** start Task data **
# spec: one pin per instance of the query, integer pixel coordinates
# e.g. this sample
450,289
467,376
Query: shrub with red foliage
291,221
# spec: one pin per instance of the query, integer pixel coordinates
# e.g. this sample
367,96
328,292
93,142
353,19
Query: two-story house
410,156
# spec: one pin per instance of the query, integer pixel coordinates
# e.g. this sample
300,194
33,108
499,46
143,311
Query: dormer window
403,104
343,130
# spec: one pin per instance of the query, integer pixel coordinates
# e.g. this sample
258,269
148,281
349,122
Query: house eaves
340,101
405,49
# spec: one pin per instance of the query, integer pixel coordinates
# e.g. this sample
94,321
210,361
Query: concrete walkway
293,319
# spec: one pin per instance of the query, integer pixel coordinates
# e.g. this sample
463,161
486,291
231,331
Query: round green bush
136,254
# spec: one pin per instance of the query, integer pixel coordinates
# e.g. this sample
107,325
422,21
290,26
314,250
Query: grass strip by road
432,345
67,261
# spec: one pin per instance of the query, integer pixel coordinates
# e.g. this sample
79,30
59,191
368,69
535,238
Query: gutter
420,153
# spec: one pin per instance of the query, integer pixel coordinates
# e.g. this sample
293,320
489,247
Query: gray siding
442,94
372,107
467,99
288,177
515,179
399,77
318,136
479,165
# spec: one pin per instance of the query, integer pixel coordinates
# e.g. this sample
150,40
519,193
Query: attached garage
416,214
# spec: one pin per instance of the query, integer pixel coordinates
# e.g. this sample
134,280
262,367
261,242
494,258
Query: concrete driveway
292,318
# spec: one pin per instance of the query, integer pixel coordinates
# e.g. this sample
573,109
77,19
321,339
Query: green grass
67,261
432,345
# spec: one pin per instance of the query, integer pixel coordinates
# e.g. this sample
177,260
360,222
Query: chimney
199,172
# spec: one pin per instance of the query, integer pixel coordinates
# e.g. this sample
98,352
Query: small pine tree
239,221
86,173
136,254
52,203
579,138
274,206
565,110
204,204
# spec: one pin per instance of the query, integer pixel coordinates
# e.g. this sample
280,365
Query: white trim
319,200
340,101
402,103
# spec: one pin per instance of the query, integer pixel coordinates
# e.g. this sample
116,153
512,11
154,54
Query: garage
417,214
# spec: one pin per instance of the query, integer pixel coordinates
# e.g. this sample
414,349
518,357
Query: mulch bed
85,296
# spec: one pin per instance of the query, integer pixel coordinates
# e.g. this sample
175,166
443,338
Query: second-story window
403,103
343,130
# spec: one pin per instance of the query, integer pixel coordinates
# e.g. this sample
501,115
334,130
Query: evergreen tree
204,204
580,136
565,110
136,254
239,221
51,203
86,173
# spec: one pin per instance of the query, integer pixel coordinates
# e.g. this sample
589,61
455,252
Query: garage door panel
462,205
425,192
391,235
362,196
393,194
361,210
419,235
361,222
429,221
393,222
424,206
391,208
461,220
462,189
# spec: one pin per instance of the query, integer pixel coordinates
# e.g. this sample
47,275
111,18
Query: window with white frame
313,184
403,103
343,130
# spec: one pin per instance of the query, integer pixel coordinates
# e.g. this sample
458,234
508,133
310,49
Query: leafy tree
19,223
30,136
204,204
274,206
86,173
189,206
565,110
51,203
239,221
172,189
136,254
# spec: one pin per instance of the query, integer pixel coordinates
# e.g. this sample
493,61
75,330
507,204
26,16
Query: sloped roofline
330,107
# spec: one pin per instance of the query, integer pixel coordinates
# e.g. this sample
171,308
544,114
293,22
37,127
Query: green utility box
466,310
** end Task data **
* Written problem
Each entry above is to be printed again exactly.

* Answer to this task
# spec: one pin per instance of the query, integer pixel coordinates
# e.g. this sample
450,289
467,376
Query: shrub with red foliage
291,221
# spec: one pin per instance of the query, integer pixel coordinates
# e.g. this sample
367,96
328,292
93,142
353,19
Query: two-story house
410,156
# spec: one pin per instance of the query, integer pixel coordinates
# e.g. this sample
300,194
33,108
499,46
143,311
Query: dormer window
403,104
343,130
# spec: one pin per instance of the query, integer pixel coordinates
# e.g. this sample
258,269
148,281
349,122
Query: house eaves
340,101
405,49
# spec: one pin per instance of the query, integer pixel coordinates
# e.g. this sample
94,321
210,361
Query: concrete walkway
293,319
# spec: one pin per instance of the query, integer pixel coordinates
# e.g. this sample
463,161
486,291
231,331
Query: round green bush
136,254
# spec: one pin per instance of the query, integer pixel coordinates
# e.g. this sample
107,325
422,21
290,26
314,250
Query: grass strip by road
432,345
67,261
# spec: one pin per instance of the query, integer pixel coordinates
# e.g. this sample
79,30
59,191
368,69
535,238
Query: gutter
420,153
# spec: one pin per instance of the query, integer pixel coordinates
# e.g. this sample
293,320
489,247
Query: gray siding
442,94
372,107
467,99
288,177
515,179
399,77
318,136
479,165
# spec: one pin per instance of the query, integer pixel coordinates
# e.g. this sample
150,40
519,193
Query: attached garage
416,214
# spec: one pin per instance of the query, integer pixel coordinates
# e.g. this sample
134,280
262,367
261,242
494,258
Query: concrete driveway
292,318
# spec: one pin per instance of the query, integer pixel coordinates
# e.g. this sample
573,109
77,19
321,339
Query: green grass
67,261
432,345
# spec: one pin per instance of the query, integer pixel coordinates
# e.g. this sample
177,260
360,222
Query: chimney
199,172
# spec: one pin per instance of the query, integer pixel coordinates
# e.g. this sample
98,352
Query: small pine tree
239,221
86,173
136,254
52,203
579,138
274,206
565,110
204,204
# spec: one pin per instance of the query, integer pixel coordinates
# e.g. this sample
280,365
Query: white trim
319,200
340,101
402,103
# spec: one pin per instance of the query, integer pixel coordinates
# e.g. this sample
116,153
512,11
154,54
Query: garage
417,214
# spec: one pin per instance of the query, integer pixel coordinates
# e.g. this sample
414,349
518,357
Query: mulch bed
85,296
# spec: one pin per instance of the query, integer pixel coordinates
# e.g. this sample
175,166
443,338
Query: second-story window
403,103
343,130
# spec: one pin per instance of the query, integer pixel coordinates
# e.g. this sample
501,115
334,130
Query: evergreen tree
204,204
580,136
565,110
136,254
239,221
51,203
86,173
# spec: one pin per instance of the query, integer pixel coordinates
# e.g. this sample
589,61
455,252
Query: garage door panel
462,205
425,192
391,235
362,196
393,194
361,210
419,235
361,222
429,221
393,222
424,206
391,208
461,220
462,189
# spec: one pin per instance of the query, integer pixel coordinates
# e.g. this sample
47,275
111,18
Query: window with white frame
313,184
403,103
343,130
# spec: one pin per instance of the query, integer pixel coordinates
# e.g. this sample
458,234
508,133
310,49
Query: leafy tree
19,223
30,136
204,204
274,206
86,173
189,206
565,110
51,203
239,221
172,189
136,254
# spec: one pin per instance of the query, integer pixel coordinates
# e.g. this sample
493,61
75,330
507,204
26,16
Query: sloped roofline
330,107
# spec: one pin per instance of the query, integer pixel coordinates
# e.g. this sample
171,308
544,114
293,22
37,127
Query: green utility box
466,310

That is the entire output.